▶ _YOUR INSTRUCTIONS_
A faithful transcription of all the data is required.

#### RAW DATA ####

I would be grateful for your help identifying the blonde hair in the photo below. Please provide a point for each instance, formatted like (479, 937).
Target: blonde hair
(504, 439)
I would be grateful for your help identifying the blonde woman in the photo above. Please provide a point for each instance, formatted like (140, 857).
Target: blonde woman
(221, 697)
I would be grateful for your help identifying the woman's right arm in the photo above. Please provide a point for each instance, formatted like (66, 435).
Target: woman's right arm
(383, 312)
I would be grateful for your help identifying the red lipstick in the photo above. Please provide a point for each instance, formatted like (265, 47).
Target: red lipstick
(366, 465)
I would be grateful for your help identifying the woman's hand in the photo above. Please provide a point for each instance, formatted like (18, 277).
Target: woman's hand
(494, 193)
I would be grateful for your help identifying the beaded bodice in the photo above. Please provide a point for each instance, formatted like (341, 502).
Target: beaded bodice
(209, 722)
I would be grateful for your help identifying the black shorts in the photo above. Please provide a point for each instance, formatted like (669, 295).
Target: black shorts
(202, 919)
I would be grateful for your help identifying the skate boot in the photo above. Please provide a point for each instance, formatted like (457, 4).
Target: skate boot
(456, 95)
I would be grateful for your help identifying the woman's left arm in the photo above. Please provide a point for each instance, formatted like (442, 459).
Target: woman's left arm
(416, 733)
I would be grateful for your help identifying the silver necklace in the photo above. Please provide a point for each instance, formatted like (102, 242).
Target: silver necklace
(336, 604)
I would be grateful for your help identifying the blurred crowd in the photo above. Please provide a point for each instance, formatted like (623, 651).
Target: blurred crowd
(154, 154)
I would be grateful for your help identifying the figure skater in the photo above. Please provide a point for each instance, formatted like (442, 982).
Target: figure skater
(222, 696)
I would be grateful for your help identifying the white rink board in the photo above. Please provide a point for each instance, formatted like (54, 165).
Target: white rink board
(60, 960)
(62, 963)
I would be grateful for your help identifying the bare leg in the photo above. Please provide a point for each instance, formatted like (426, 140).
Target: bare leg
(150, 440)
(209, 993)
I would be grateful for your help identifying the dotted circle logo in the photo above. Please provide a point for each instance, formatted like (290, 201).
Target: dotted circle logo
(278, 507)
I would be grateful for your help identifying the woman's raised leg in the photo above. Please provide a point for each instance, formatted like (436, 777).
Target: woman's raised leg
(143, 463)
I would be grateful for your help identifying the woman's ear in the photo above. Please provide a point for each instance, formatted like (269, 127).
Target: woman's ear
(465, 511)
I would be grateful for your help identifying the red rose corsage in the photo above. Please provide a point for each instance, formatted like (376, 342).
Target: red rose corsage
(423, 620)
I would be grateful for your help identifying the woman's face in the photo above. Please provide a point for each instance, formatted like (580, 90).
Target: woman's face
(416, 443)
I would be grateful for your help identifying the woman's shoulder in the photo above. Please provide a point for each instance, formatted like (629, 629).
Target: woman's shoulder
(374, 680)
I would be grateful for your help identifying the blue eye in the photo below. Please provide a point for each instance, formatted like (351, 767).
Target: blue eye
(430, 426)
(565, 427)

####

▶ _SOLUTION TO THE PROBLEM_
I would be grateful for your help identifying the blonde hair in the photo below. Please provide a point for each instance, formatted like (479, 937).
Target: blonde hair
(504, 439)
I would be grateful for your help identifying the blonde woman in the photo above. Please provide a point for each instance, formatted like (140, 857).
Target: blonde woman
(221, 697)
I would be grateful for your help identifying the woman's right arm in the photo above. Please provide a point for each instance, formatted like (66, 435).
Target: woman's right arm
(383, 312)
I would be grateful for your help identifying the red lipstick in the photo above. Please provide a point for each instance, formatted like (265, 47).
Target: red lipstick
(366, 465)
I would be grateful for your help identifying the woman's hand in the photo above. Please provide a point for each instance, formatted like (18, 277).
Target: woman's hand
(494, 193)
I would be grateful for your help identifying the beaded bodice in the photo above. Please provide a point for each instance, formatted like (341, 502).
Target: beaded bodice
(209, 722)
I would be grateful for your help identifying the black shorts in the photo above. Please provide a point for each instance, formatted like (669, 295).
Target: black shorts
(202, 919)
I would be grateful for your help identifying the skate boot in the photo above. Please provide a point for each instance, formatted like (457, 4).
Target: skate boot
(456, 95)
I would be grateful for your help identifying the woman's left arm in the photo above. Please provide a point for each instance, formatted like (442, 459).
Target: woman's left arm
(416, 733)
I would be grateful for your help identifying the silver necklace in the photo above. Please provide a point for each instance, formatted like (102, 242).
Target: silver necklace
(336, 604)
I would be grateful for your help identifying the blurred crowd in the photo above. Please provide a point for each instance, formatted like (623, 651).
Target: blurred crowd
(154, 154)
I would be grateful for your help identifying the figure skater in the photo above. Please provide a point for each instance, formatted like (442, 982).
Target: figure skater
(222, 696)
I would be grateful for your help identifying the white rink board in the photo above. Please provide a point for each instance, formatted like (54, 165).
Target: white rink board
(60, 960)
(62, 963)
I would be grateful for your help identifying the bare leg in the photo above. Please provide a point for each instance, formatted like (426, 140).
Target: bare leg
(150, 440)
(209, 993)
I would be grateful for your help identifying the dotted circle logo in the photo above. Please provide a point for each instance, formatted like (290, 201).
Target: dotted circle logo
(278, 507)
I would be grateful for your help identifying the woman's raised leg in the photo above. Please provide a point for each instance, formatted like (436, 777).
Target: woman's raised leg
(143, 463)
I would be grateful for your help identifying the woman's ear in the photo above. Please provide a point for each instance, formatted like (269, 127).
Target: woman's ear
(465, 511)
I would be grateful for your help identifying the red rose corsage in the photo above. Please provide a point for each instance, formatted like (376, 342).
Target: red rose corsage
(423, 620)
I would be grateful for your help identifying the woman's face in the photo above. Please provide a point for each instance, formatted like (580, 90).
Target: woman's face
(416, 443)
I would be grateful for your help identifying the woman's shoulder in the photo above. Please provide a point for each instance, formatted like (629, 629).
Target: woman's shoulder
(374, 680)
I would be grateful for your help identifying the blue eye in the photo below. Please provide a point for each instance, formatted like (351, 767).
Target: blue eye
(430, 426)
(565, 427)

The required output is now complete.